Exercise goal: Give back all of the data exactly as written.
· · ·
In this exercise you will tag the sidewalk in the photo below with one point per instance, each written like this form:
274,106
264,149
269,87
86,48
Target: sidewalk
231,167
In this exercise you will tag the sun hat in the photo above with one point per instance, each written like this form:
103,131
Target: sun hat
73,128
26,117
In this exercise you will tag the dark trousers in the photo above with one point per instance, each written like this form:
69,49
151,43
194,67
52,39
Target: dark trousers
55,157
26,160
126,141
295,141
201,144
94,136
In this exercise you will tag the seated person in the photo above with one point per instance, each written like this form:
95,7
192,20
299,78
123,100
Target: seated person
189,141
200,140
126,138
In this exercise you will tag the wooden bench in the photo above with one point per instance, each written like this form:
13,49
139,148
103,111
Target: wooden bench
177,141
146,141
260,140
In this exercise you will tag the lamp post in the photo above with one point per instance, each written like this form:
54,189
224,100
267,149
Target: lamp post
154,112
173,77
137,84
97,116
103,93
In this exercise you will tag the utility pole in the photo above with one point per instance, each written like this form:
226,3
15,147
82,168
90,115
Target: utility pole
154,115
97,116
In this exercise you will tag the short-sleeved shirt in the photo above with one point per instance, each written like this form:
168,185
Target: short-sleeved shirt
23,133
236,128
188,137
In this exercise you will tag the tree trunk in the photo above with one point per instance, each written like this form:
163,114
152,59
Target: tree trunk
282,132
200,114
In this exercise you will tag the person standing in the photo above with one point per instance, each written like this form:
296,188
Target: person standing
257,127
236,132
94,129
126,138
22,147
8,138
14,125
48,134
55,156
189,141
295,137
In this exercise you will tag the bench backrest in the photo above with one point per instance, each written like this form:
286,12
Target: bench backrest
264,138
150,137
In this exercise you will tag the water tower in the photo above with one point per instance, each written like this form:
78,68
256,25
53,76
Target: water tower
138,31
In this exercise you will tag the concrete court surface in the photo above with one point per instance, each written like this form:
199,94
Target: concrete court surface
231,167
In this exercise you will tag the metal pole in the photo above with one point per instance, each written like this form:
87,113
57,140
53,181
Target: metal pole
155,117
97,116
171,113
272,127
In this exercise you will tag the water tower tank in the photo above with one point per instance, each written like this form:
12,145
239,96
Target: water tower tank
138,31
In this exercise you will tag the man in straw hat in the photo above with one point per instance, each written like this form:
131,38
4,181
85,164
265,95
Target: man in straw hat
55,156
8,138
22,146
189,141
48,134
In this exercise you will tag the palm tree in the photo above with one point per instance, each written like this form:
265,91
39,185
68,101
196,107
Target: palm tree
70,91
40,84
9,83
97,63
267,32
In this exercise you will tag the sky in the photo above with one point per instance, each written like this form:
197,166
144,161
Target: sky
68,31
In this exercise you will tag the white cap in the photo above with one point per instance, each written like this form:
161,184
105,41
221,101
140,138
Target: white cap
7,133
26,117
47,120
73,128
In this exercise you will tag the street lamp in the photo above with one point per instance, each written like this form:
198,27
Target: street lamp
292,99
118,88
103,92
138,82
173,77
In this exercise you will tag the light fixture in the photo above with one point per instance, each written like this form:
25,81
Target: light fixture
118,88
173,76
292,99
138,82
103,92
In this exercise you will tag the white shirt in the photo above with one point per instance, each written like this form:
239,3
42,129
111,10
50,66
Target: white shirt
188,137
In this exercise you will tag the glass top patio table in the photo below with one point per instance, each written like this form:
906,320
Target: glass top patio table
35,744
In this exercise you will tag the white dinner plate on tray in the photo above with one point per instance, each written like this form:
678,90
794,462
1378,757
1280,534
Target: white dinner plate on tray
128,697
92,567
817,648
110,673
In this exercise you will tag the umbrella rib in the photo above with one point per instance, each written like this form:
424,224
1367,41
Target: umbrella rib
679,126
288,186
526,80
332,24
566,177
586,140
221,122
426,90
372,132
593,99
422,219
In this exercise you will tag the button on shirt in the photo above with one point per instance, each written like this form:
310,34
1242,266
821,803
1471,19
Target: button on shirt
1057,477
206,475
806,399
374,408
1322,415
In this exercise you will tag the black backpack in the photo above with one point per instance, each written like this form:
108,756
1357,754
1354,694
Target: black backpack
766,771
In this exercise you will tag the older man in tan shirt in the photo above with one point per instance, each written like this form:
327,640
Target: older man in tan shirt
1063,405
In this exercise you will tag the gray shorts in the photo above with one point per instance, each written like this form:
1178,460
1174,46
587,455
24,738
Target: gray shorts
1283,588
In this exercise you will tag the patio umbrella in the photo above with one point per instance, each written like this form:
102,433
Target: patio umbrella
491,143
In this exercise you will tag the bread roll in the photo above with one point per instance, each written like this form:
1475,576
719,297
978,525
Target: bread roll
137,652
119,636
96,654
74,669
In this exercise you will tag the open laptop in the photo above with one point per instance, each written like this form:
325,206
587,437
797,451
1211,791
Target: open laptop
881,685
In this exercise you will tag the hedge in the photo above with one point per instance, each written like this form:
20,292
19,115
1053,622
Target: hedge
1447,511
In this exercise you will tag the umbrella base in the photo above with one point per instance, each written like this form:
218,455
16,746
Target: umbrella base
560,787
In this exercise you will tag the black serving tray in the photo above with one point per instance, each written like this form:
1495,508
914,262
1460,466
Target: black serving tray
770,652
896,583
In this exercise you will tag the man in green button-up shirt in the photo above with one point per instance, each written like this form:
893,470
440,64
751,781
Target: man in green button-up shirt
· · ·
Answer space:
In this exercise you will tag the sidewalk in the photo below with one point per instance, each written like this form:
274,106
264,149
269,87
86,48
Target: sidewalk
231,167
In this exercise you will tag the sun hat in the photo above with one point per instance, each written like this form:
103,131
Target: sun hat
73,128
26,117
In this exercise you will tag the dark trousers in the photo above with one point per instance, each written like this form:
69,49
151,43
194,67
52,39
Target: dark trousers
55,157
26,160
126,141
295,141
201,144
94,136
In this exercise you will tag the seated person in the photo above with one point per instance, each written like this form:
95,7
192,20
299,78
123,100
Target: seated person
189,141
200,140
126,138
In this exercise you will tag the wooden bench in the photo above with one point per instance, each written like this form:
13,49
139,148
103,111
Target: wooden bench
177,141
146,141
260,140
In this exercise you will tag the lamp post in the photo above with one point per instance, each written like this form:
54,189
224,100
267,149
Target: lamp post
154,112
173,77
137,84
97,116
103,93
In this exercise you will tag the utility pole in the photo above with one point per instance, each written like this form:
226,3
15,147
82,168
90,115
Target: utility pole
154,115
97,116
In this exercise you will tag the short-sleeved shirt in the photo above with one point per instance, each written like this form:
168,185
Target: short-sleeved shirt
23,133
236,128
188,137
In this exercise you will tag the tree trunk in the photo above with one point per instance, each written like this form:
163,114
152,59
Target: tree trunk
282,132
200,114
In this exercise you will tag the person standing in the photo above with one point per instance, each written like this form:
296,188
Target: person standing
257,127
236,132
94,129
126,138
22,147
8,138
14,125
48,134
55,156
189,141
295,137
In this exercise you will tag the bench backrest in the photo above with one point per instance, each written like this form:
286,12
Target: bench backrest
264,138
150,137
In this exercise you will tag the water tower in the photo above with one point per instance, each written like this form:
78,68
256,25
53,76
Target: water tower
138,31
In this exercise you will tag the concrete court surface in the photo above with one point per instance, each written like this form:
199,94
Target: concrete court surface
231,167
In this exercise you will tag the metal pole in the photo above with one point per instance, each written like this form:
87,113
57,140
53,181
Target: metal pole
155,117
97,116
171,113
272,127
In this exercise you will tag the water tower tank in the photo above with one point per instance, each written like this form:
12,145
239,96
Target: water tower tank
138,31
In this exercise you will tag the man in straw hat in the photo above with one point per instance, each written like this form:
131,38
4,181
85,164
265,95
Target: man in straw hat
55,156
8,138
22,146
189,141
48,134
In this exercise you will tag the palm tree in the photo above with one point per instance, each written like this form:
265,91
39,185
68,101
196,107
Target: palm tree
70,91
40,84
9,83
97,63
267,32
In this exercise you will tag the sky in the photo above with one point per instance, each written like this form:
197,166
144,161
Target: sky
68,31
In this exercise you will tag the white cap in the photo above with one point per instance, each written like this form:
161,184
105,41
221,101
140,138
Target: white cap
7,133
26,117
47,120
73,128
In this exercise you will tag the street lamp in the photo above with one point per instance, each written like this form:
198,27
Target: street lamp
292,99
118,88
103,92
138,82
173,77
In this exercise you will tag the light fixture in the photo above with one point per instance, each written like this form:
25,81
Target: light fixture
118,88
173,76
292,99
138,82
103,92
In this exercise you will tag the white shirt in the photo above with one point per instance, each written like this form:
239,3
42,129
111,10
50,66
Target: white shirt
188,137
In this exercise you will tag the glass top patio table in the photo below with one point per instance, each written like this form:
906,320
Target: glass top patio table
35,744
In this exercise you will tag the white dinner plate on tray in the photo above with one point per instance, each written like this form:
678,90
794,462
1378,757
1280,534
Target: white dinner plate on tray
128,697
92,567
817,648
110,673
In this exercise you will tag the umbrella rib in the photo above with one point per instance, each written like this form:
424,224
1367,41
Target: umbrella rib
679,126
288,186
526,80
332,24
566,177
586,140
221,122
426,90
372,132
593,99
422,219
In this exercise you will tag the button on shirt in the photo above with one point per instance, each written like this form:
310,34
1242,266
821,803
1471,19
Target: button on shirt
1057,477
206,475
806,399
374,408
1322,415
In this exercise you will tag the black backpack in the photo above with one point per instance, each written like this form:
108,756
1357,754
1354,694
Target: black backpack
766,771
In this exercise you will tag the older man in tan shirt in the photo above with one point per instance, each written like this form:
327,640
Target: older man in tan shirt
1063,405
In this exercise you will tag the gray shorts in the photo above with one point per instance, each written like this form:
1178,460
1174,46
587,455
24,738
Target: gray shorts
1283,588
In this exercise you will tag the patio umbrella in the photo above with one point per instance, each written like this form:
102,433
Target: patio umbrella
491,143
In this exercise you will tag the bread roll in the photo above with one point per instance, each written like this form:
1475,576
719,297
978,525
Target: bread roll
137,652
119,636
96,654
74,669
In this exercise you will tag the open laptop in the photo above with one point per instance, each written like this form:
325,206
587,437
797,451
1211,791
Target: open laptop
881,685
In this exercise you will tag the hedge in the photo above with one point per instance, each written like this form:
20,292
19,115
1053,622
Target: hedge
1447,511
In this exercise you will tag the umbrella base in the photo above with one point per instance, each written like this form:
218,455
16,746
Target: umbrella base
560,787
In this exercise you will tag the black serving tray in the photo above with one point per instance, each written like this form:
1495,508
914,262
1460,466
Target: black serving tray
770,652
896,583
In this exercise you will tag the man in green button-up shirt in the photo above with one point per instance, each written like this form:
893,470
440,64
751,781
Target: man in green button-up shirt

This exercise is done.